[Start of section]

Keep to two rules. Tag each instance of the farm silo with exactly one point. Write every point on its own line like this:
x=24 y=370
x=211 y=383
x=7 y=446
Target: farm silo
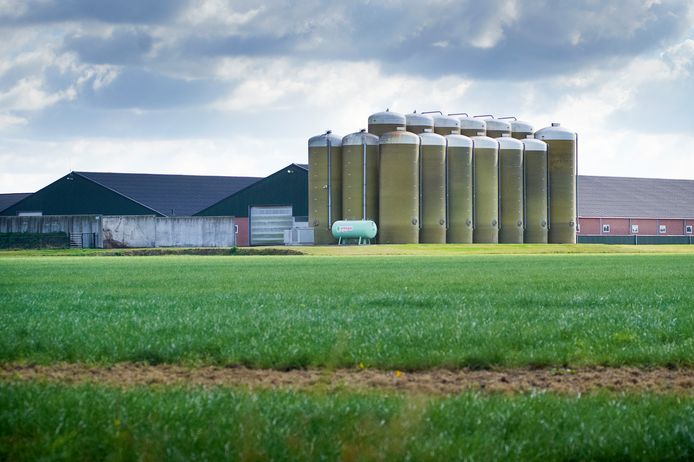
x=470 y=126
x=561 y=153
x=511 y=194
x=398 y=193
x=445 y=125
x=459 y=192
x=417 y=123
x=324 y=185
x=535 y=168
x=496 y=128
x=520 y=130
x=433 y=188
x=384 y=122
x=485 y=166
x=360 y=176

[End of section]
[Start of section]

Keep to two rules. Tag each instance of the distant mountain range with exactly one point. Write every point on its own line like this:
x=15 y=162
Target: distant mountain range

[End of section]

What are the lines above, starting at the one with "Keep to two rules. Tag each instance of the distant" and ending at the one with "Target: distant mountain range"? Give them again exactly, and only them.

Keep to two rules. Tag each instance of the distant mountain range with exactly one point. Write every point on its own line like this:
x=15 y=162
Target: distant mountain range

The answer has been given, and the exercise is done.